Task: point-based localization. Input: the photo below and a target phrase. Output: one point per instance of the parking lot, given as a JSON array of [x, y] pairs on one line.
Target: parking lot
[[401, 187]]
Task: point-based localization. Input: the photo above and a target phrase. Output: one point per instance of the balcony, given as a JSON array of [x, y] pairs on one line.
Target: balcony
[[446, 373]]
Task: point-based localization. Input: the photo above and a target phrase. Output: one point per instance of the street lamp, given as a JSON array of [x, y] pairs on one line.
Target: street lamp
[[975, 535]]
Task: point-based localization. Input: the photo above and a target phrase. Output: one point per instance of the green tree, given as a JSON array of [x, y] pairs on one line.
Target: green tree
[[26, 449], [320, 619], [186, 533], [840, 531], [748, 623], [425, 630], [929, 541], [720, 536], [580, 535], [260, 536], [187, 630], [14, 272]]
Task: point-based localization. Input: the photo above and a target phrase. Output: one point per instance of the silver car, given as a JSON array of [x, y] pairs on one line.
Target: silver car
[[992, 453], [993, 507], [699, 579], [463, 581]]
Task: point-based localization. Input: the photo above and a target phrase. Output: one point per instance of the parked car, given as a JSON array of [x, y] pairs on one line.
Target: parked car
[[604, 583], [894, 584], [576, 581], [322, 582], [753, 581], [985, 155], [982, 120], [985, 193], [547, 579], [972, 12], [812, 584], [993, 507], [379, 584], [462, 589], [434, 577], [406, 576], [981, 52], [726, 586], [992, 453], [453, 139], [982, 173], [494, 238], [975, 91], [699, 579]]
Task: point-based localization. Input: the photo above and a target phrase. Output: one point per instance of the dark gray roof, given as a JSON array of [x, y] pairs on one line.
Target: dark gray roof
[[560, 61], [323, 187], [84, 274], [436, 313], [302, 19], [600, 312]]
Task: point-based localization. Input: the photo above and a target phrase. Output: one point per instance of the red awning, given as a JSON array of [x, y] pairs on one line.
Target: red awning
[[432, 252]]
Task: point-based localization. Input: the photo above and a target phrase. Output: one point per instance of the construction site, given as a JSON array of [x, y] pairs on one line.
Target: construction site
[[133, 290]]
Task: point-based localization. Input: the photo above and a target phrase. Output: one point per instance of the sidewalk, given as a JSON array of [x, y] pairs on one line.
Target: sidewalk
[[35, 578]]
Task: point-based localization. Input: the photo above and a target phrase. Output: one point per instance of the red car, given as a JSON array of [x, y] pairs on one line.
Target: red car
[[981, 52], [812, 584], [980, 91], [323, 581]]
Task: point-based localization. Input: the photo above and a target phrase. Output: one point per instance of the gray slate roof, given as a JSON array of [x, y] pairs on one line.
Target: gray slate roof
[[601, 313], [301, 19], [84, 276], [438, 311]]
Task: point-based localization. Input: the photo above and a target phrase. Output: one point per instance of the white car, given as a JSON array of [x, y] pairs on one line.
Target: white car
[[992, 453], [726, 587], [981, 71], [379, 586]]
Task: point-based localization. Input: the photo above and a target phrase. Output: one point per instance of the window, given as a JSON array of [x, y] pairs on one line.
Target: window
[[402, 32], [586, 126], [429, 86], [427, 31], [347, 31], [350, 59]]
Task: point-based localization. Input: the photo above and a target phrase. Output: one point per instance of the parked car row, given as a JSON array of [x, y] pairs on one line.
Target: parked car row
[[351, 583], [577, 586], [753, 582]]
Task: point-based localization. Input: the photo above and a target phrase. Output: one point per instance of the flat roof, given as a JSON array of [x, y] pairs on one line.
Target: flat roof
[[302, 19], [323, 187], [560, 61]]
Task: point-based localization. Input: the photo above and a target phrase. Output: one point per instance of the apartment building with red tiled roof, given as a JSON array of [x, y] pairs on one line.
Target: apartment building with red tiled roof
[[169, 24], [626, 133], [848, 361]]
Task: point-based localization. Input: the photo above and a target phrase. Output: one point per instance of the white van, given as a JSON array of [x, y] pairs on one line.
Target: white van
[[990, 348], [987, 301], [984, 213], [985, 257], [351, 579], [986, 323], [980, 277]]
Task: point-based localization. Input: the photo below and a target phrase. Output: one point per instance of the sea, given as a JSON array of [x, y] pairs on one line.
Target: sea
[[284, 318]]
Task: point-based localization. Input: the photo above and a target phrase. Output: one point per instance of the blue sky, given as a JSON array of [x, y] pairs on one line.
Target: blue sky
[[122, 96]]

=======

### What is asked
Set out every line of the rows above as a numbered list, omitting blank lines.

### Exercise answer
1. Task: point-based localization. Input: the photo below and a target phrase. Output: one point per instance of the parking lot, given as a JSON array of [x, y] pairs on one line.
2. Target: parking lot
3. [[401, 187]]
4. Task: point-based localization. Input: the photo above and a target phrase. Output: one point per instance of the balcony, given as a JSON array of [x, y] pairs on one line.
5. Target: balcony
6. [[446, 373]]
7. Task: point-based localization. Input: the photo above and a target phrase. Output: one point per instance of the street lamp, given as a JSON array of [x, y] pairs on one line.
8. Target: street lamp
9. [[975, 535]]
10. Task: point-based localization. Input: the photo above and a target phrase. Output: one point per instance of the green tree, given as a JSON array of [x, y] pairs on one line.
11. Target: green tree
12. [[26, 449], [320, 619], [186, 533], [840, 531], [748, 623], [425, 630], [929, 541], [720, 536], [580, 535], [260, 536], [187, 630], [14, 272]]
13. Task: point-based localization. Input: the photo above and a target phrase. Output: one point per instance of the silver car, given as a JSON array of [x, y] pairs on one line.
14. Target: silver car
15. [[992, 453], [993, 507], [699, 579], [463, 581]]
16. Task: point-based localization. Input: the photo above and a target phrase. Output: one point per instance of the parked car, given as a JSON array of [x, y] pairs on one line.
17. Target: parked car
18. [[604, 583], [894, 584], [576, 581], [322, 582], [753, 581], [985, 155], [982, 120], [985, 193], [547, 579], [972, 12], [812, 584], [993, 507], [379, 584], [462, 589], [434, 577], [406, 576], [981, 52], [726, 586], [992, 453], [453, 139], [982, 173], [494, 238], [975, 91], [699, 579]]
19. Task: point-based localization. Input: the photo above and a target phrase. Output: one point per instance of the dark gray roof, given as a JSON array of [x, y] pairs on one line.
20. Target: dark gray roof
21. [[560, 61], [323, 187], [84, 274], [436, 313], [302, 19], [600, 312]]
22. Task: point-based localization. Input: the photo above and a target phrase. Output: one point per instance of the red awning, given as a JSON array of [x, y] pairs on one line.
23. Target: red awning
24. [[432, 252]]
25. Task: point-based localization. Input: the photo above and a target phrase. Output: one point per instance of the construction site, given as a JSON array of [x, y] pairs on one line.
26. Target: construction site
27. [[133, 290]]
28. Task: point-based localization. Input: the photo above and a target phrase. Output: one point per instance of the sidewalk, given as a JSON array of [x, y] pairs on one line.
29. Target: sidewalk
30. [[35, 578]]
31. Task: point-based localization. Input: the photo above and a target phrase. Output: one point per instance of the red car, given as a JSON array of [x, y] pairs on one line.
32. Target: red car
33. [[981, 52], [812, 584], [980, 91], [323, 581]]
34. Task: point-based localization. Input: the photo above and a target phrase. Output: one point per instance of the gray slate roof, given as a JSON array of [x, y] pairs on one line.
35. Target: gray slate roof
36. [[601, 313], [301, 19], [84, 276], [438, 311]]
37. Task: point-based localization. Input: the photo above and a target phrase. Output: one point per instance of the white car, given as a JSON array of [x, y] pairs on one line.
38. Target: white car
39. [[992, 453], [726, 587], [981, 71], [379, 586]]
40. Task: point-based localization. Input: the photo above and a target phrase. Output: one point per instance of the window, given as a JSON array of [x, y] pairs on one line.
41. Target: window
42. [[402, 32], [586, 126], [429, 86], [427, 31], [347, 31], [350, 59]]
43. Task: point-based localization. Input: the photo above and a target phrase. Output: one point per instance of the parked car row, given as a JSON array of [x, y] pairs on one line.
44. Target: parked car row
45. [[351, 583], [577, 586], [753, 582]]
46. Task: point-based localization. Input: the photo above and a target phrase. Output: one point per instance of the flat roof, given as a JSON array of [x, y] pairs on one line.
47. Target: flat roof
48. [[302, 19], [323, 187], [560, 61]]
49. Task: point-based localization. Input: the photo above and a target phrase. Output: one point per instance of the apartment building with red tiled roof, given as a JSON array of [x, y] pairs on one line.
50. Target: apartment building with red tiled roof
51. [[169, 24], [626, 133], [848, 361]]
52. Task: point-based localization. Input: the photo above and a target phrase. Output: one point per instance of the white van, given as a JSON array of [x, y] pairs on one line.
53. Target: white van
54. [[990, 348], [987, 301], [984, 213], [985, 257], [351, 579], [986, 323], [980, 277]]
55. Task: point-based localization. Input: the photo below and a target phrase. Output: one point per instance of the sea, given as a JSON array of [x, y] pairs on one line.
56. Target: sea
57. [[284, 318]]
58. Task: point-based localization. Input: the photo above and a target phrase. Output: one point per instance of the blue sky, given as a JSON array of [x, y] pairs on one line.
59. Target: blue sky
60. [[122, 96]]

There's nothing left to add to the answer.